**ARTICLE:**
□ □ □ □ □

Results 1 to 5 of 5

Thread: US Election hacked?

  1. #1
    Just a Virtualized Geek MrLinus's Avatar
    Join Date
    Sep 2001
    Location
    Redondo Beach, CA
    Posts
    7,323

    US Election hacked?

    You knew that someone, somewhere was finally going to blurt out what many thought or believed to have been conspired. Personally, without proof, this is just "stirring the political pot". The possibilities were certainly there and it isn't that far from the potential from happening... I just question whether it did or not. Wouldn't it be better to call an investigation into the election process?

    You can find more articles with this Google News Search

    Source: Boston Herald

    Teresa rips GOP’s dirty tricks
    By Andrew Miga
    Wednesday, March 9, 2005

    WASHINGTON - The presidential campaign may be long over, but Teresa Heinz Kerry is still stirring the political pot.

    The outspoken wife of Sen. John F. Kerry last weekend openly questioned the legitimacy of electronic vote counts, cited GOP dirty tricks and scolded the Catholic Church for assailing her husband's pro-choice views.

    During a fund-raising event in Seattle, she charged it would be ``very easy to hack into the mother machines'' and steal an election.

    Heinz Kerry said she was appalled by the attacks of some Catholic bishops on her husband's support for abortion rights.

□ □ □ □ □

**Dataset excerpt:**
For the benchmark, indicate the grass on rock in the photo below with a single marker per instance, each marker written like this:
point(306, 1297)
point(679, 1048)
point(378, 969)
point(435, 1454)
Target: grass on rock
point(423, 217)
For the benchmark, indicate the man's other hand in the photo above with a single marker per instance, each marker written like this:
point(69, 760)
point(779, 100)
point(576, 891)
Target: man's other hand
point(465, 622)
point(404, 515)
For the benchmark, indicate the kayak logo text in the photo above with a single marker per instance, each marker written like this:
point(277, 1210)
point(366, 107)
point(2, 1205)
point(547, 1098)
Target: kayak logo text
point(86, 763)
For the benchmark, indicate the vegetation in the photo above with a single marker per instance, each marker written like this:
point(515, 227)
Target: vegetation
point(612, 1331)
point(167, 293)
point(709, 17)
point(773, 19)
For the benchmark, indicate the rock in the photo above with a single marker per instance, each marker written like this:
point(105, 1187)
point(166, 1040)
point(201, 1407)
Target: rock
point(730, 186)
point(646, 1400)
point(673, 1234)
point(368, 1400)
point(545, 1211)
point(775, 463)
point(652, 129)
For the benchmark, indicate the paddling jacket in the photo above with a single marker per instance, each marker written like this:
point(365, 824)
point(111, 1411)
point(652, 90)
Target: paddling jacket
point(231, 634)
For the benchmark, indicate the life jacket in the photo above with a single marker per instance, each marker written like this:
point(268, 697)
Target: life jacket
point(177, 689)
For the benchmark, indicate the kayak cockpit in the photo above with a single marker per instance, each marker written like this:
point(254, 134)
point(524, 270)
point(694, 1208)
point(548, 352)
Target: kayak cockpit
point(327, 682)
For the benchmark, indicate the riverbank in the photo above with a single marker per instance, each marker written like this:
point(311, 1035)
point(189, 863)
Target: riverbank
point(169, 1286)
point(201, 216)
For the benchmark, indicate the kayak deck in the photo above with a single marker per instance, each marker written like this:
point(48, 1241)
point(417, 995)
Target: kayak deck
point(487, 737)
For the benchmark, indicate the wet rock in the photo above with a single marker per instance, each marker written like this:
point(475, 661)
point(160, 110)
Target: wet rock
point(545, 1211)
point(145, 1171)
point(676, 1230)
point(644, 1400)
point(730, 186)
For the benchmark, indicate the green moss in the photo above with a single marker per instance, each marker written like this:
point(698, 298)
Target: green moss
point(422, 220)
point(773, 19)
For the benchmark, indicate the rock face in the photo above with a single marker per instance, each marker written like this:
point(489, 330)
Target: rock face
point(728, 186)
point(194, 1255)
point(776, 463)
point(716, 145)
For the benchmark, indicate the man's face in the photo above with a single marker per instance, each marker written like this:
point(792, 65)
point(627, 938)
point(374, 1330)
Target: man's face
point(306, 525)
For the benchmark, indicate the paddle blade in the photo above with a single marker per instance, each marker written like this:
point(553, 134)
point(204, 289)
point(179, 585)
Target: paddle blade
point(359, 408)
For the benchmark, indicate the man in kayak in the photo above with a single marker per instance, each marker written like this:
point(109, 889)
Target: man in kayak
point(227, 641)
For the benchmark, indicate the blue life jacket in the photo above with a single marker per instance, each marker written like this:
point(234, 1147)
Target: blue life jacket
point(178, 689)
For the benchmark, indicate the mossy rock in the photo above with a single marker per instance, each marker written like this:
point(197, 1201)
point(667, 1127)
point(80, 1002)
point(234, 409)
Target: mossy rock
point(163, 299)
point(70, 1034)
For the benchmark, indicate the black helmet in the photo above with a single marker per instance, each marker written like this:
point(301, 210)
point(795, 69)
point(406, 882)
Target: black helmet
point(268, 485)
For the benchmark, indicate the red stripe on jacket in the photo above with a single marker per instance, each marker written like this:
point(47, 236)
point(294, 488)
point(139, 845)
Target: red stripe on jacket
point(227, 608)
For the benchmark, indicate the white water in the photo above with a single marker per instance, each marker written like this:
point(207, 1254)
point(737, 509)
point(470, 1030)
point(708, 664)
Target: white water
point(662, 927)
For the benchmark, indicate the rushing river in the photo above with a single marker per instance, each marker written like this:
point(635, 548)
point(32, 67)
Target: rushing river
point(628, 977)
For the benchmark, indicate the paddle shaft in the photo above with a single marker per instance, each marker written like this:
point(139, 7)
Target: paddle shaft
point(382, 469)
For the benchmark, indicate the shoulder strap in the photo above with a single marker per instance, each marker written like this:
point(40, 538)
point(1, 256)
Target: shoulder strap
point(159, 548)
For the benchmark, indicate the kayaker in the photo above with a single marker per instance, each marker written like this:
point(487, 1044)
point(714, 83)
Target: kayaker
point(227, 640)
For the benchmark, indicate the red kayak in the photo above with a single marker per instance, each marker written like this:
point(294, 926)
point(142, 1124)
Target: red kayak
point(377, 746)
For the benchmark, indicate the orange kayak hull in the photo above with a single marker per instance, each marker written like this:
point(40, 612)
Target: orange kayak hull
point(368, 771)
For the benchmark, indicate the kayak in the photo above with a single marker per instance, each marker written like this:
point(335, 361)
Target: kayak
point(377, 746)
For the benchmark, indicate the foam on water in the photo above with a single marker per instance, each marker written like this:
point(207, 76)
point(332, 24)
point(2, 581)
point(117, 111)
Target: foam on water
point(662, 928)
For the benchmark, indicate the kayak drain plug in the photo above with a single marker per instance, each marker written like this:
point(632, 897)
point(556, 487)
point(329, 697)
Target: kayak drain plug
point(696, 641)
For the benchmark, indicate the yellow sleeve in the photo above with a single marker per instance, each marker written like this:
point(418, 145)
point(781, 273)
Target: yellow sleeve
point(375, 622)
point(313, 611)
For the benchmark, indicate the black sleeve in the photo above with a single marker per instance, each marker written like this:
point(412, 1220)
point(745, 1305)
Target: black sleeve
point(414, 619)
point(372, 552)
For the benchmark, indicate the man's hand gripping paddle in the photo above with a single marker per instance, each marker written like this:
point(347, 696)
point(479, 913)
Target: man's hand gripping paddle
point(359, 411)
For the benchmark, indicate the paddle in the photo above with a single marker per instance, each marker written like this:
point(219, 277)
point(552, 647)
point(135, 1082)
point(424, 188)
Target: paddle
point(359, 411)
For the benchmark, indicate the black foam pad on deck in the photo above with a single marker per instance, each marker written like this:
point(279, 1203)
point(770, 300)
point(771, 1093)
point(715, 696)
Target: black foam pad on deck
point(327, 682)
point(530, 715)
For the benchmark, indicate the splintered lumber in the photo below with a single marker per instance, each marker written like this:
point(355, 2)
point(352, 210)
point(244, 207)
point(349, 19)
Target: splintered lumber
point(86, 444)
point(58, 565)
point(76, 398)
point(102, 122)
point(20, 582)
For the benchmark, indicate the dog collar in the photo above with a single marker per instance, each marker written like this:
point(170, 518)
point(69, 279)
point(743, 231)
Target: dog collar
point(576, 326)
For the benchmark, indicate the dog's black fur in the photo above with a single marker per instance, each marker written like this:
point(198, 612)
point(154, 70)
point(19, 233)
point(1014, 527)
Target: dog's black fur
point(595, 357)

□ □ □ □ □

**DIRECTIVE:**
Transcribe the portion of the forum thread above starting with "Source: Boston Herald" and going on through "the political pot.".

**TASK RESPONSE:**
Source: Boston Herald

    Teresa rips GOP’s dirty tricks
    By Andrew Miga
    Wednesday, March 9, 2005

    WASHINGTON - The presidential campaign may be long over, but Teresa Heinz Kerry is still stirring the political pot.